__DIRECTIONS FOR THIS TASK__:
Rewrite the records below with "drooping" replaced by "wilted" and everything else kept as it is.

__AVAILABLE DATA__:

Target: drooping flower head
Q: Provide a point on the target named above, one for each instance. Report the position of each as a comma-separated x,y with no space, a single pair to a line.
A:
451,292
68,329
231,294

__EXERCISE ANSWER__:
Target: wilted flower head
Q: Provide a point on the target named above, one for each instance. Report the position of each as a comma-separated x,y with no space, a single pair to a line.
A:
451,292
68,329
231,294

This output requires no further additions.